::: Input for this task :::

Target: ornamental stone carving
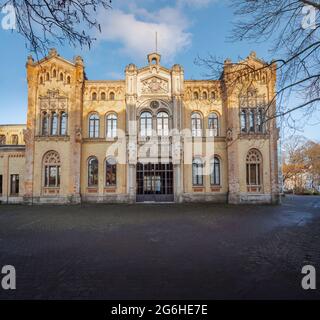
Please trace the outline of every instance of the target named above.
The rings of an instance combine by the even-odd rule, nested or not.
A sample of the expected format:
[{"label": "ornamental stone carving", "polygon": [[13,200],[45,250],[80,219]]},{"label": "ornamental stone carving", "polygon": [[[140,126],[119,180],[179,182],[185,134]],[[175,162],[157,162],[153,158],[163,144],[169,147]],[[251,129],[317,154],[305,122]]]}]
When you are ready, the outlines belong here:
[{"label": "ornamental stone carving", "polygon": [[43,163],[47,164],[60,164],[60,155],[56,151],[48,151],[43,157]]},{"label": "ornamental stone carving", "polygon": [[40,98],[41,110],[64,110],[67,111],[68,98],[61,96],[59,90],[48,90],[46,96]]},{"label": "ornamental stone carving", "polygon": [[227,129],[227,137],[226,137],[227,142],[231,142],[233,140],[232,135],[233,135],[232,128],[228,128]]},{"label": "ornamental stone carving", "polygon": [[82,131],[81,128],[76,126],[75,128],[75,141],[81,142],[82,141]]},{"label": "ornamental stone carving", "polygon": [[165,94],[168,93],[169,86],[168,81],[160,79],[158,77],[152,77],[142,81],[141,92],[143,94],[157,93]]}]

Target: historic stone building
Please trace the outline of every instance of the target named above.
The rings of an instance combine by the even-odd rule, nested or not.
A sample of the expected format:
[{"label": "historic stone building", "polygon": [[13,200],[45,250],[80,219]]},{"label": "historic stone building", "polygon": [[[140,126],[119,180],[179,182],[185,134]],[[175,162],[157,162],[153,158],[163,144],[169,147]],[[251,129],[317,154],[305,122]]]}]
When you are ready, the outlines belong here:
[{"label": "historic stone building", "polygon": [[94,81],[81,57],[29,57],[27,125],[0,126],[0,201],[276,203],[275,65],[251,53],[185,80],[160,58]]}]

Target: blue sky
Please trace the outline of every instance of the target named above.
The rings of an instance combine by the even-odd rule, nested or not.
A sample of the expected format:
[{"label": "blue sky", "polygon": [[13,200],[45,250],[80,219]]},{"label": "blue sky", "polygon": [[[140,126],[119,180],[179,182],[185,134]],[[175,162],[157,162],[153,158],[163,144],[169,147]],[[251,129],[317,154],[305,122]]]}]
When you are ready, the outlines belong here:
[{"label": "blue sky", "polygon": [[[89,51],[57,46],[60,55],[72,59],[81,55],[89,79],[119,79],[125,66],[146,64],[146,55],[154,51],[158,32],[162,64],[184,66],[187,79],[203,78],[206,73],[194,64],[195,58],[209,53],[236,61],[254,50],[272,60],[271,43],[229,42],[234,19],[227,0],[114,0],[108,12],[99,12],[102,33]],[[1,16],[0,16],[1,19]],[[1,101],[0,123],[25,123],[27,82],[25,62],[29,54],[24,39],[0,28]],[[304,127],[306,136],[319,139],[320,125]]]}]

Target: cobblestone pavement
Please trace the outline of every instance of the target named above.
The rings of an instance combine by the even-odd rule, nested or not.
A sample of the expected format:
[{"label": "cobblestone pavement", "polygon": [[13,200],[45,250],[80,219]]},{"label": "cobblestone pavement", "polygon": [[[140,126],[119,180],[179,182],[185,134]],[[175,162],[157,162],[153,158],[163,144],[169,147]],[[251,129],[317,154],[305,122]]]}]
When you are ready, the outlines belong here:
[{"label": "cobblestone pavement", "polygon": [[[1,299],[320,298],[320,197],[281,206],[0,206]],[[1,275],[0,275],[1,276]]]}]

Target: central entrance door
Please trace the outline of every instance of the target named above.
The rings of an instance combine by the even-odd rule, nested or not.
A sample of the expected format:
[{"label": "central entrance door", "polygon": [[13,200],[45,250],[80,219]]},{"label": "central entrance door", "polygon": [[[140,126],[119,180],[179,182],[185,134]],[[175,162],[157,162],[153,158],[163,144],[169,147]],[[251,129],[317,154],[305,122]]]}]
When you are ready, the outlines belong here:
[{"label": "central entrance door", "polygon": [[137,164],[137,202],[172,202],[172,163]]}]

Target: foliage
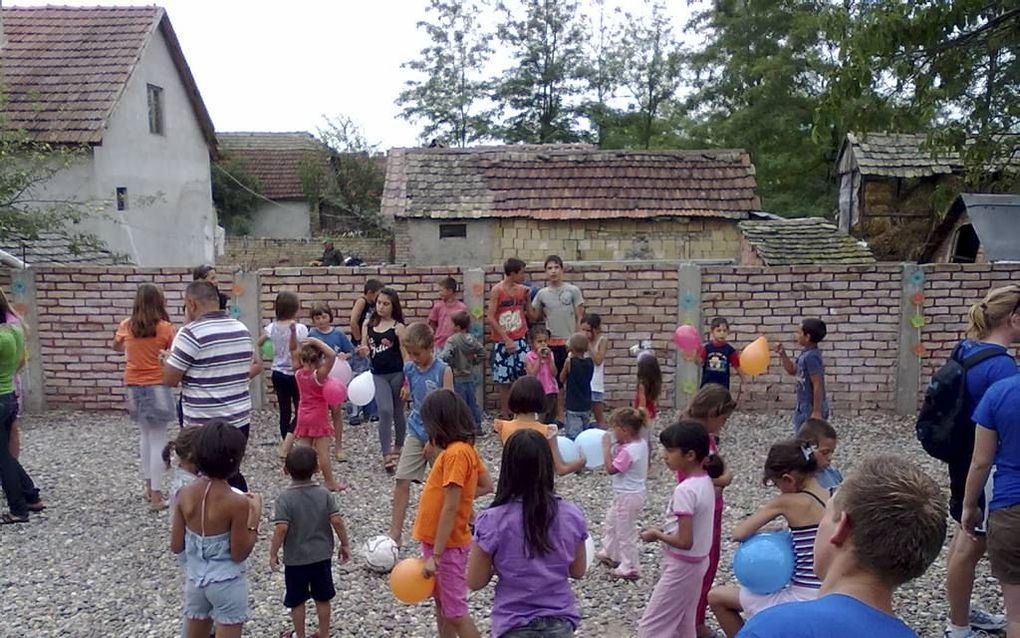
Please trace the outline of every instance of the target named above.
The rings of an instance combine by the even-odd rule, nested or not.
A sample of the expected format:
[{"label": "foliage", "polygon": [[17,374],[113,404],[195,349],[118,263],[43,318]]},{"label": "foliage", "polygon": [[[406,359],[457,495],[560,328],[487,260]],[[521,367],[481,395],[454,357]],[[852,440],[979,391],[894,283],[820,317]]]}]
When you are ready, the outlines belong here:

:::

> **The task**
Your answer must be an exact copy of the listing, minus its pictures.

> **Solved problem**
Target: ornamental stone carving
Please trace the outline of every instance of the target named above.
The rings of an instance combine by the even-odd rule, nested or not.
A sample of the expected format:
[{"label": "ornamental stone carving", "polygon": [[13,200],[45,250],[80,219]]},{"label": "ornamental stone carving", "polygon": [[[140,126],[119,180],[179,182],[185,134]],[[175,162],[157,162],[153,158],[163,144],[169,147]],[[251,129],[317,154],[305,122]]]}]
When you are ready, the outlines belong here:
[{"label": "ornamental stone carving", "polygon": [[43,163],[47,164],[60,164],[60,155],[56,151],[48,151],[43,157]]},{"label": "ornamental stone carving", "polygon": [[40,98],[41,110],[64,110],[67,111],[68,98],[61,96],[59,90],[48,90],[46,96]]},{"label": "ornamental stone carving", "polygon": [[227,129],[227,137],[226,137],[227,142],[231,142],[233,140],[232,135],[233,135],[232,128],[228,128]]},{"label": "ornamental stone carving", "polygon": [[82,131],[81,128],[76,126],[75,128],[75,141],[81,142],[82,141]]},{"label": "ornamental stone carving", "polygon": [[165,94],[168,93],[169,86],[168,81],[160,79],[158,77],[152,77],[142,81],[141,92],[143,94],[157,93]]}]

Target: historic stone building
Please trace the outline of every instance of the target named above.
The rings of an instance combine by the even-odd rule, nested or not.
A sample of the expected format:
[{"label": "historic stone building", "polygon": [[13,200],[45,250],[80,219]]},{"label": "historic stone building", "polygon": [[[140,126],[119,180],[179,182],[185,134]],[[175,162],[157,162],[153,158],[163,144],[169,147]],[[251,129],[317,154],[305,122]]]}]
When you are ready, the outlines belong here:
[{"label": "historic stone building", "polygon": [[94,81],[81,57],[29,57],[27,125],[0,126],[0,201],[276,203],[275,65],[251,53],[185,80],[160,58]]}]

Target: blue sky
Please trace the outline of every instance of the target named above.
The rings of an instance combine by the even-odd rule, nested or not.
A sample of the expected format:
[{"label": "blue sky", "polygon": [[13,200],[45,250],[80,219]]},{"label": "blue sky", "polygon": [[[140,126],[119,180],[179,182],[185,134]],[[175,162],[157,162],[153,158],[163,144],[169,147]],[[251,129],[317,154],[305,122]]]}]
When you are ready, the outlines belong here:
[{"label": "blue sky", "polygon": [[[89,51],[57,46],[60,55],[72,59],[81,55],[89,79],[119,79],[125,66],[146,64],[146,55],[154,51],[158,32],[162,64],[184,66],[187,79],[203,78],[206,73],[194,64],[195,58],[209,53],[236,61],[254,50],[272,60],[271,43],[229,42],[234,19],[227,0],[114,0],[108,12],[99,12],[102,33]],[[1,16],[0,16],[1,19]],[[1,101],[0,123],[25,123],[27,82],[25,62],[29,54],[24,39],[0,28]],[[304,127],[306,136],[319,139],[320,125]]]}]

Target: cobblestone pavement
Please trace the outline of every instance of the target named above.
The rings of an instance combine by the even-odd rule, nested or not.
A sample of the expected format:
[{"label": "cobblestone pavement", "polygon": [[13,200],[45,250],[80,219]]},{"label": "cobblestone pavement", "polygon": [[[140,126],[119,180],[179,182],[185,134]],[[175,162],[157,162],[153,158],[163,144],[169,147]],[[251,129],[317,154],[305,122]]]}]
When you are ready, the outlines belong here:
[{"label": "cobblestone pavement", "polygon": [[[1,299],[320,298],[320,197],[281,206],[0,206]],[[1,275],[0,275],[1,276]]]}]

Target: central entrance door
Please trace the outline of every instance of the target named above.
The rings of an instance combine by the even-odd rule, nested or not.
A sample of the expected format:
[{"label": "central entrance door", "polygon": [[13,200],[45,250],[80,219]]},{"label": "central entrance door", "polygon": [[[140,126],[119,180],[179,182],[185,134]],[[175,162],[157,162],[153,158],[163,144],[169,147]],[[251,129],[317,154],[305,122]]]}]
When you are ready, the outlines belong here:
[{"label": "central entrance door", "polygon": [[137,164],[137,202],[172,202],[172,163]]}]

Target: foliage
Please trace the outline of every instance of the target named above.
The rings of an instance combine by the even-odd rule, nested or not.
A sample of the expected format:
[{"label": "foliage", "polygon": [[17,374],[113,404],[195,349],[118,263],[43,318]]},{"label": "foliage", "polygon": [[[406,359],[457,495],[560,328],[487,260]],[[521,367],[481,395],[454,357]],[[852,440],[979,391],[894,283],[820,317]]]}]
When you are ready, the outlines belong here:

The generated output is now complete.